# Page extract

== Segment start ==

After spending weeks listening to the misinformation that has been circulated by those opposing the Cedar County Memorial Hospital (CCMH) tax levy increase that will appear on the June 2 ballot, we find it necessary to dispel inaccuracies and provide facts.  We respect that all individuals are entitled to vote as they wish; however, that decision should be based on facts.

Remember that CCMH is a Critical Access Hospital (CAH).  The CAH program was created in 1997 as part of the Balanced Budget Act to assure that residents in rural and impoverished areas retain vital access to healthcare services.  In many cases, CAHs serve as safety nets for individuals without the means to travel for healthcare access.   This is very much the case in Cedar County where approximately 22.9 percent of the population is over the age of 65; and 22.6 percent of the population lives below the poverty level.

== Segment end ==

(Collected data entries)
== Segment start ==

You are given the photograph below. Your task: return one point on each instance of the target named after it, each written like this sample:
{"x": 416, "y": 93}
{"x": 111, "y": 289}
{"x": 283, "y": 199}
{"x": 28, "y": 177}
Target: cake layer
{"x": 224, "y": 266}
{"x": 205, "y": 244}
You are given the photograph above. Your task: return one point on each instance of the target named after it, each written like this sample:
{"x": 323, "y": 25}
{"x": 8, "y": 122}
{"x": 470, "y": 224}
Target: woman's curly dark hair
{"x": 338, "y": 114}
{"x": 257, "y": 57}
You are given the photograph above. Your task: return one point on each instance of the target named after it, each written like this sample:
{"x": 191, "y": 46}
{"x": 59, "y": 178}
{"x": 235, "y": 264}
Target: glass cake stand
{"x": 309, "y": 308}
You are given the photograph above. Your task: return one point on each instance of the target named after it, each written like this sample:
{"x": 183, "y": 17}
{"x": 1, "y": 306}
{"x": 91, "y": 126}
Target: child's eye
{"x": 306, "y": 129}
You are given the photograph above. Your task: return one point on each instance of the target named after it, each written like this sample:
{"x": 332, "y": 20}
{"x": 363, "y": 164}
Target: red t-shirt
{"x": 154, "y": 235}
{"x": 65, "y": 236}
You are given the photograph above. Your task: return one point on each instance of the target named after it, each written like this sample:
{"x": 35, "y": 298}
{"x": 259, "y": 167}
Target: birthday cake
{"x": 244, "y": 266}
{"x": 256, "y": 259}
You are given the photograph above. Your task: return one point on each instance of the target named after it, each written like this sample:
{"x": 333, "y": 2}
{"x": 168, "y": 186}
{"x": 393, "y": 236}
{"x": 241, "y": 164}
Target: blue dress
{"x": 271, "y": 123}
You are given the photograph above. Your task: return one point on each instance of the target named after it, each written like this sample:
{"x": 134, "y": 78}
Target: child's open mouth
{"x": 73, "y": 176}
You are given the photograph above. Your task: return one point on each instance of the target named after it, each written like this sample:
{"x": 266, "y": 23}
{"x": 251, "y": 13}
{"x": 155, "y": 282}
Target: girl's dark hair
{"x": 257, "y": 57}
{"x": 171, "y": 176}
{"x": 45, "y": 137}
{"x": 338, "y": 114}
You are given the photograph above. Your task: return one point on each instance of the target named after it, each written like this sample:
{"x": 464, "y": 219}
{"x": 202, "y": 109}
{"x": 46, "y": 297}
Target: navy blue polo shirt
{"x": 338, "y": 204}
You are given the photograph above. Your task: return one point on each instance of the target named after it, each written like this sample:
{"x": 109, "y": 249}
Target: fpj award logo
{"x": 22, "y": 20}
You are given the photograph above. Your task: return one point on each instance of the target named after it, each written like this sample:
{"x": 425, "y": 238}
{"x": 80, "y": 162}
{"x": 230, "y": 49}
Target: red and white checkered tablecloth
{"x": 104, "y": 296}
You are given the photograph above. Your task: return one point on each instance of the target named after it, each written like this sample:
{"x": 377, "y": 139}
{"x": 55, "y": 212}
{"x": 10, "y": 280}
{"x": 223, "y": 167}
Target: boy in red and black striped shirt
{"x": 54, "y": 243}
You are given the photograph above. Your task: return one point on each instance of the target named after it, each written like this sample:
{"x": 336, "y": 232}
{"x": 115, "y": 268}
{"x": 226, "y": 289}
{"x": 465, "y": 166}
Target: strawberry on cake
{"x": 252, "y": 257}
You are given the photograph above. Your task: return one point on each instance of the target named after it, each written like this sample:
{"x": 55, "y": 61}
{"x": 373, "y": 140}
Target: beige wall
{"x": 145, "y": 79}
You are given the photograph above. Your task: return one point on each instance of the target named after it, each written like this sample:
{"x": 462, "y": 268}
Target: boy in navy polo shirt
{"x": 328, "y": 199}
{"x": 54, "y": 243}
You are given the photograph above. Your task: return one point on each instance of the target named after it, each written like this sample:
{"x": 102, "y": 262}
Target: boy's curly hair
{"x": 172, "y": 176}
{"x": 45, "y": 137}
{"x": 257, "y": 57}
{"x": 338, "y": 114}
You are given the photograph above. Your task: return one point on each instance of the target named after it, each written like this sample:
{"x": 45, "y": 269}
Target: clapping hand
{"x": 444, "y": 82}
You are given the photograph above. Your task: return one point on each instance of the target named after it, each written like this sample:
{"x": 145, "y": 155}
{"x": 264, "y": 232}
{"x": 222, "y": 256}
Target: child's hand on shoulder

== Segment end ==

# Task description
Do these statements agree with the passage on the Cedar County Memorial Hospital tax levy? For each, answer yes or no and quote the words from the passage that decide it. (a) The CAH program was created in 1997 as part of the Balanced Budget Act. (b) About 22.6 percent of Cedar County's population is over the age of 65. (c) The tax levy increase will appear on the June 2 ballot. These records were taken from a different source than the text above.

# Answer to this task
(a) Yes: "The CAH program was created in 1997 as part of the Balanced Budget Act"
(b) No: "approximately 22.9 percent of the population is over the age of 65"
(c) Yes: "tax levy increase that will appear on the June 2 ballot"